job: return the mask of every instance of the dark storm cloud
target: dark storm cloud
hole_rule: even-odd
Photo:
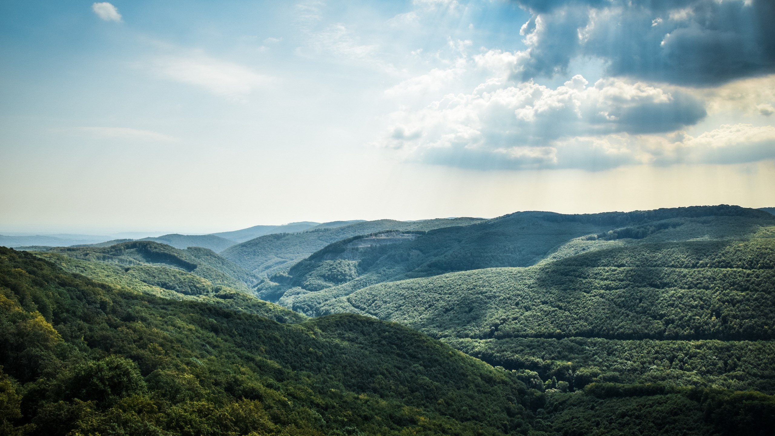
[[[775,72],[773,0],[519,3],[533,14],[522,81],[566,72],[579,55],[604,59],[609,75],[690,86]]]

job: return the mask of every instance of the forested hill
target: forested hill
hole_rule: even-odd
[[[148,285],[184,293],[210,292],[227,286],[250,292],[258,278],[211,250],[191,247],[185,250],[150,240],[136,240],[108,247],[57,247],[46,254],[59,254],[88,261],[78,272],[98,274],[102,279],[127,277]]]
[[[301,233],[262,236],[224,250],[221,255],[256,274],[286,271],[329,244],[356,235],[387,230],[430,230],[480,223],[478,218],[425,220],[413,223],[394,220],[362,221],[337,227],[322,227]]]
[[[236,242],[245,242],[246,240],[250,240],[265,234],[301,232],[315,227],[319,224],[320,223],[313,223],[312,221],[300,221],[298,223],[289,223],[281,226],[253,226],[246,229],[232,230],[230,232],[220,232],[212,234],[225,237]]]
[[[521,212],[475,226],[387,232],[332,244],[258,288],[261,298],[314,315],[326,301],[383,282],[493,267],[522,267],[606,247],[739,239],[775,216],[739,206],[562,215]]]
[[[153,240],[160,244],[166,244],[175,248],[185,250],[189,247],[202,247],[218,253],[236,244],[236,241],[212,234],[165,234],[157,237],[145,237],[138,240]]]
[[[746,240],[629,244],[381,283],[319,311],[414,327],[541,386],[659,382],[773,393],[775,227]]]
[[[628,383],[623,358],[663,368],[649,358],[670,357],[648,342],[626,352],[456,344],[516,367],[494,368],[373,317],[164,299],[67,273],[63,261],[108,265],[0,247],[2,434],[731,436],[775,425],[775,397],[760,392]],[[752,355],[772,362],[756,343],[712,346],[669,351],[685,353],[670,358],[684,372],[718,371],[713,358],[728,356],[722,365],[744,381]],[[573,363],[541,360],[569,350]]]
[[[497,435],[532,414],[511,372],[398,324],[280,324],[3,247],[0,365],[4,434]]]

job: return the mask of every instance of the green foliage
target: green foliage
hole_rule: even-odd
[[[165,234],[157,237],[145,237],[138,240],[153,240],[159,244],[166,244],[175,248],[185,250],[190,247],[202,247],[212,250],[215,253],[222,251],[236,241],[215,236],[214,234],[188,235],[188,234]]]
[[[323,227],[301,233],[283,233],[262,236],[229,247],[221,255],[256,274],[272,275],[287,271],[296,262],[326,245],[357,235],[388,230],[427,231],[452,226],[468,226],[484,220],[456,218],[425,220],[409,223],[377,220],[353,223],[338,227]]]
[[[149,285],[184,293],[201,293],[203,282],[186,279],[170,268],[205,279],[212,285],[249,292],[257,278],[243,268],[219,256],[212,251],[200,247],[180,250],[151,241],[133,241],[109,247],[59,247],[47,253],[63,254],[74,259],[98,261],[126,269]],[[154,268],[157,269],[154,270]],[[159,268],[164,269],[158,269]],[[167,276],[166,278],[164,276]],[[174,279],[172,276],[174,275]],[[146,282],[145,279],[149,279]],[[186,282],[183,284],[181,282]],[[206,287],[206,286],[205,286]]]
[[[649,219],[662,220],[643,222]],[[637,225],[615,227],[622,223]],[[736,206],[590,216],[518,213],[474,226],[398,235],[413,237],[377,237],[385,236],[383,233],[345,239],[294,265],[288,272],[289,277],[271,276],[257,290],[264,299],[284,305],[292,302],[287,306],[316,316],[326,313],[323,306],[327,302],[376,283],[456,271],[529,266],[611,247],[698,238],[747,239],[773,224],[775,217],[771,215]],[[392,243],[380,243],[387,240]],[[308,275],[322,262],[337,260],[355,263],[356,275],[343,283],[308,282]],[[294,298],[283,299],[294,287],[309,292],[297,291]]]
[[[12,424],[35,424],[34,434],[530,428],[516,377],[398,324],[354,315],[283,324],[93,282],[5,248],[0,291],[0,364],[23,393]]]

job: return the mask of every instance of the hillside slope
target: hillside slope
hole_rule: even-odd
[[[323,303],[580,389],[663,382],[775,393],[775,227],[613,247],[529,268],[387,282]]]
[[[320,225],[320,223],[313,223],[312,221],[300,221],[298,223],[288,223],[288,224],[283,224],[281,226],[253,226],[252,227],[248,227],[246,229],[240,229],[239,230],[232,230],[229,232],[220,232],[211,234],[213,234],[215,236],[219,236],[221,237],[225,237],[230,240],[234,240],[239,243],[239,242],[245,242],[246,240],[250,240],[251,239],[255,239],[260,236],[264,236],[265,234],[302,232],[304,230],[312,229],[312,227],[315,227],[315,226],[319,225]]]
[[[6,248],[0,306],[5,430],[11,421],[34,434],[530,428],[528,391],[510,372],[394,324],[353,315],[279,324],[113,288]]]
[[[570,363],[549,365],[556,375],[543,381],[536,372],[493,368],[394,323],[352,314],[305,320],[264,305],[246,313],[159,298],[0,247],[0,431],[731,436],[765,435],[775,425],[775,396],[756,391],[603,382],[611,371]],[[540,362],[570,348],[551,345],[534,347],[529,356]],[[574,345],[587,358],[601,349]],[[737,371],[745,374],[751,353],[739,348],[722,351],[742,357]],[[591,359],[623,357],[608,351]],[[648,351],[646,359],[653,355]],[[694,355],[679,360],[712,363]],[[603,363],[622,366],[621,359]]]
[[[455,271],[522,267],[608,247],[748,237],[775,216],[737,206],[560,215],[517,213],[425,234],[386,232],[332,244],[257,289],[308,315],[325,302],[376,283]]]
[[[153,240],[175,248],[185,250],[189,247],[202,247],[219,253],[236,244],[236,241],[212,234],[165,234],[157,237],[144,237],[137,240]]]
[[[224,250],[221,255],[256,274],[271,275],[291,266],[326,245],[356,235],[387,230],[430,230],[467,226],[484,221],[477,218],[426,220],[407,223],[394,220],[363,221],[338,227],[324,227],[295,234],[257,237]]]
[[[228,286],[250,292],[250,287],[258,281],[249,271],[211,250],[198,247],[181,250],[157,242],[136,240],[108,247],[58,247],[46,253],[107,263],[118,268],[119,272],[149,284],[188,293],[201,293],[202,285]],[[188,276],[188,279],[181,279]],[[192,279],[195,277],[206,279],[211,285],[202,285],[204,282]],[[181,288],[180,283],[183,282],[189,285]]]

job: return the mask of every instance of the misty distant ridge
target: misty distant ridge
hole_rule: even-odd
[[[760,207],[758,209],[775,215],[775,207]],[[582,214],[595,215],[595,214]],[[454,220],[456,217],[449,216],[445,220]],[[484,218],[479,218],[485,220]],[[414,220],[403,221],[405,223],[421,223],[428,220]],[[314,221],[299,221],[282,225],[258,225],[231,230],[208,234],[160,234],[161,232],[136,232],[126,231],[107,235],[93,235],[80,234],[43,234],[6,232],[0,234],[0,246],[12,248],[39,249],[45,247],[108,247],[115,244],[132,240],[153,240],[166,244],[176,248],[185,249],[188,247],[202,247],[219,253],[229,247],[251,240],[269,234],[291,234],[309,230],[321,230],[334,229],[356,223],[367,222],[365,220],[350,220],[317,223]]]

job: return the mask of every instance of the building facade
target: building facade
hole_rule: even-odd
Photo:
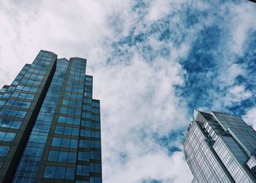
[[[195,111],[184,147],[192,182],[256,182],[256,131],[238,117]]]
[[[99,101],[86,67],[41,50],[1,88],[0,182],[102,182]]]

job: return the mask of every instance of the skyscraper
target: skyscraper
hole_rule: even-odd
[[[102,182],[99,101],[86,66],[41,50],[0,90],[0,182]]]
[[[184,147],[192,182],[256,182],[256,132],[238,117],[195,111]]]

#### Your task
Pull out each line of the records that contains the word "green".

#### Response to this exercise
job: return the mask of every instance of the green foliage
target: green foliage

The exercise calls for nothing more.